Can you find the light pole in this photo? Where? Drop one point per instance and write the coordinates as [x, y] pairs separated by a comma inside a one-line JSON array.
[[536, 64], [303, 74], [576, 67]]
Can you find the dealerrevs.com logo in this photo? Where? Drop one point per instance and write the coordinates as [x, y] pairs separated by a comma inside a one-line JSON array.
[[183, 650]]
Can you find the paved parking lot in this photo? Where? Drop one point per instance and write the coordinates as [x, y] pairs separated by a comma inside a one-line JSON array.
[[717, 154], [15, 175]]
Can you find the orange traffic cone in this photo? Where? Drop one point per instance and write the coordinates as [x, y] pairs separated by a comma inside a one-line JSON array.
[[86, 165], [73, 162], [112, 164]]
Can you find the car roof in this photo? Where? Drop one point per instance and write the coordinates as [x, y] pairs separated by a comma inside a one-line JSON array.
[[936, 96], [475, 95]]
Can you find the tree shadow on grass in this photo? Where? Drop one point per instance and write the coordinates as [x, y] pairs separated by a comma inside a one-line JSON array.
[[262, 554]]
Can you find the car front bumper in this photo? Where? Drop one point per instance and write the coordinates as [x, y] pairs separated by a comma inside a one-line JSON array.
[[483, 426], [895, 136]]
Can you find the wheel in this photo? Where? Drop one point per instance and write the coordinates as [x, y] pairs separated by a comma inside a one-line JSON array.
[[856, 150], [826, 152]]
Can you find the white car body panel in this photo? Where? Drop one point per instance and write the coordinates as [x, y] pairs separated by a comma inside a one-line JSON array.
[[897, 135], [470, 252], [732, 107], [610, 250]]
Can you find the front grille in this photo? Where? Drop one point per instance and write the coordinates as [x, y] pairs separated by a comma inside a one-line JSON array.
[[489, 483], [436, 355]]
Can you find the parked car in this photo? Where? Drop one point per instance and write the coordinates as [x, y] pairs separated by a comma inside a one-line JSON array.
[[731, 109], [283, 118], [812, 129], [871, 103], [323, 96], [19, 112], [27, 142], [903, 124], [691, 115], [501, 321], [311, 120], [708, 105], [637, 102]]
● ● ● ● ●
Instructions to follow -
Reproduce every single entry above exactly.

Result -
Can you find the light pole in this photo? Where? Drop one point per instance and write the coordinates as [x, y] pairs separated by a comma inside a one-line JSON array.
[[536, 64], [303, 74], [576, 67]]
Can you find the dealerrevs.com logo in this photo? Where? Drop one point per instance and write the coordinates as [x, y] pairs separated by a comma inside a one-line JSON array.
[[183, 650]]
Can you find the paved parking lot in this photo? Where? Drop one point per instance and write the coordinates as [x, y] pairs separated by a comma inside a one-line JSON array.
[[717, 154], [15, 175]]
Can you find the orange traffic cone in this photo? Where? Drop one point per instance and write the coordinates as [x, y] pairs separated by a comma inside a one-line JSON array.
[[86, 165], [73, 162], [112, 164]]
Can you find the car roof in this photo? Where? Drop one point per instance and write the coordinates as [x, y] pairs separated by a comma inside a one-line JSON array.
[[936, 96], [475, 95]]
Can you find the tree shadow on grass in this photo? Where? Drop one point per instance and write the coordinates as [x, y] pairs separated by a comma inside a one-line JSON array.
[[262, 554]]
Can you find the car front bumper in this photo? Where? Drop one point per instance and write the coordinates as [x, y] pairs separated by a comma inside a one-line JSON array.
[[483, 426], [895, 136]]
Can you find the wheel in this photo? Where? Drop one point per instance and write the coordinates as [x, y] pairs separated by a comma inside a one-line JSON array.
[[856, 150], [826, 152]]
Can you find the white car body panel in this photo? Where? Drop one point per instance and write the coordinates as [x, y] pairs separated by a comma inside a one-line JSON array.
[[897, 135], [470, 252], [732, 107], [610, 250]]
Can you find the front grille in this photo? Where? Drop one point per instance and write the coordinates as [x, y] pairs separated by a comma inside a one-line JSON array.
[[489, 483], [436, 355]]
Can you find the parked car in this photo? Where? Drop one point per instance and write the coordinates as [x, y] pairs separated by a comma inside a one-line JSON array.
[[731, 109], [283, 118], [812, 129], [871, 103], [323, 96], [19, 112], [27, 142], [903, 124], [691, 115], [501, 321], [311, 120], [708, 105], [637, 102]]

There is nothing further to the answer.